- Consigne -
Reproduisez le passage du texte sur le harcèlement sexuel au travail qui va de « Shirakawa Tôko considère » jusqu'à « en toute impunité. », en substituant « emprise » à « domination ».

- Extrait du texte -
────

Shirakawa Tôko cite le cas de l’une d’entre elles qui, reprenant à son compte les normes en usage à la Bourse de New York, va jusqu’à sanctionner ses employés de sexe masculin lorsqu’ils se permettent de poser la main sur l’épaule de l’une de leurs collègues pour la féliciter. Mais elle croit aussi qu’il reste encore beaucoup à faire pour éduquer les Japonais à propos du harcèlement. « Les entreprises nippones qui ont adopté une politique spécifique en la matière se comptent sur les doigts d’une main. »

D’après la journaliste, il faut d’abord que les dirigeants s’engagent clairement à supprimer toute forme d’abus sur le lieu de travail. Et elle considère l’attitude d’Accenture (une agence internationale de conseil qui a des bureaux au Japon) comme exemplaire à cet égard.

« Son PDG a mis des mesures contre le harcèlement au programme d’un plan global de réforme de la façon de travailler », précise-t-elle. « Les employés de la filiale japonaise d’Accenture ont accès à un service de conseil indépendant qui leur permet de dénoncer les abus dont ils sont victimes quand ils craignent des représailles. Et chaque trimestre, l’agence effectue une enquête auprès de l’ensemble de son personnel pour savoir comment les mesures de réforme du travail progressent et s’il y a des cas de tolérance du harcèlement. Grâce aux résultats de cette étude, les dirigeants de l’entreprise sont en mesure d’identifier les problèmes individuels ou collectifs et en cas d’abus, de faire appel à des spécialistes pour régler la question. »

Une culture d’entreprise virile et trop conformiste

Shirakawa Tôko considère le harcèlement sexuel comme le fruit de conceptions arriérées fondées sur une prétendue supériorité masculine qui poussent les hommes à exercer leur pouvoir, leur domination et leur contrôle sur les femmes. Elle pense aussi que la culture d’entreprise virile très conformiste du Japon a créé un environnement où les harceleurs peuvent se livrer à des abus en toute impunité.

« La diversité et la participation active des femmes sont certes à l’ordre du jour. Mais au bout du compte, les promotions sont en général réservées aux employés – la plupart du temps de sexe masculin – qui sont disposés à faire passer les intérêts de leur patron avant les leurs, y compris dans les entreprises qui se sont ralliées à ces nouvelles idées. Et ceci ne fait que contribuer à renforcer la culture d’entreprise rigide et dominée par les hommes du Japon. En l’absence d’une législation rigoureuse, ce type de firme n’est guère susceptible d’élaborer une stratégie globale contre le harcèlement. »

Pour faire évoluer le fonctionnement du lieu de travail, Shirakawa Tôko propose que les entreprises favorisent la carrière d’individus, hommes et femmes, issus de milieux différents. « À l’heure actuelle, il faut absolument donner davantage de postes de direction à des femmes. Si le nombre des employées impliquées dans le processus de décision augmente, la politique des entreprises vis-à-vis du harcèlement sexuel changera complètement. »

────

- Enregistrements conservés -
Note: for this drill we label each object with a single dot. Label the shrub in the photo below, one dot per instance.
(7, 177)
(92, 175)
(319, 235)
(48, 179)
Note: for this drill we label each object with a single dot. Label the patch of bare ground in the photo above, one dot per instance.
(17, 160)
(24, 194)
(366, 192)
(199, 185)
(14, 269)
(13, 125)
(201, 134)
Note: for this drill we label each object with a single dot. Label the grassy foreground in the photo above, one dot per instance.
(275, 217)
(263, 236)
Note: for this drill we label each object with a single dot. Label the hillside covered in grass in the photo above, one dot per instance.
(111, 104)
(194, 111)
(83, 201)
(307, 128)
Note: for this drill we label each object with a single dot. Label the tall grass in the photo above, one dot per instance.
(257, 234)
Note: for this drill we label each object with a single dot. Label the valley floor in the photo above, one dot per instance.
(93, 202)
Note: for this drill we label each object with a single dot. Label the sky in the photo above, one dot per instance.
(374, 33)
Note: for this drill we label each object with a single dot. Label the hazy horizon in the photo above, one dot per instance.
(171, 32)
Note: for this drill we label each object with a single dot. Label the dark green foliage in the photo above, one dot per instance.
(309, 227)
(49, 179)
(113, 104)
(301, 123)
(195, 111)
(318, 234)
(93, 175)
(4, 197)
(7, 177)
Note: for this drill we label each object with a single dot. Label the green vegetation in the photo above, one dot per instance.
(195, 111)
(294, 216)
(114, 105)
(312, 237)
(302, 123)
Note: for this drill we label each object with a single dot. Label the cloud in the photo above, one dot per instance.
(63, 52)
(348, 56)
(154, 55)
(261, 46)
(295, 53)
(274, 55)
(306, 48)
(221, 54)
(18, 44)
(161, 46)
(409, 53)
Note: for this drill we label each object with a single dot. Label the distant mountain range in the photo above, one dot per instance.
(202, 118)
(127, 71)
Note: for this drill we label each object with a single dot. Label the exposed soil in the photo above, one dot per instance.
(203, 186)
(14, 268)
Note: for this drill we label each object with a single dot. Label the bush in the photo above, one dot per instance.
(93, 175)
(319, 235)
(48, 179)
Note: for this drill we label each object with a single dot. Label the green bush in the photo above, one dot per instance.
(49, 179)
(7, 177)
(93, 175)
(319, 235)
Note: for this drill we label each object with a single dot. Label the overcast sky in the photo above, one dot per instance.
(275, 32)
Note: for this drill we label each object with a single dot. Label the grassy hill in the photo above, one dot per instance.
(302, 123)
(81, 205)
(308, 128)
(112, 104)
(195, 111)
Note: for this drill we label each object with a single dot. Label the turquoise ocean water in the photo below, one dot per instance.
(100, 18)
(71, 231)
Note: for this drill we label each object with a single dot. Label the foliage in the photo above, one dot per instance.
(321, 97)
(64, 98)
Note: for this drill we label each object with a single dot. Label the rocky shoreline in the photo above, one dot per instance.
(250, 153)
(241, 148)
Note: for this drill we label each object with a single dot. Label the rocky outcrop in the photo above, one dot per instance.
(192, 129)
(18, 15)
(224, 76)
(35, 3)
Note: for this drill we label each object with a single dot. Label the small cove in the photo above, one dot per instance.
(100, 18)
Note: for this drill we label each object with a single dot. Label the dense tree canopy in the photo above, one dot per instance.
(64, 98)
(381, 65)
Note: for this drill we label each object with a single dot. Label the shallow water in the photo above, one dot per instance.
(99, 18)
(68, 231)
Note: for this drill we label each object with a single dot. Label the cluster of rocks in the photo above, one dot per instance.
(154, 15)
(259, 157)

────

- Réponse -
Shirakawa Tôko considère le harcèlement sexuel comme le fruit de conceptions arriérées fondées sur une prétendue supériorité masculine qui poussent les hommes à exercer leur pouvoir, leur emprise et leur contrôle sur les femmes. Elle pense aussi que la culture d’entreprise virile très conformiste du Japon a créé un environnement où les harceleurs peuvent se livrer à des abus en toute impunité.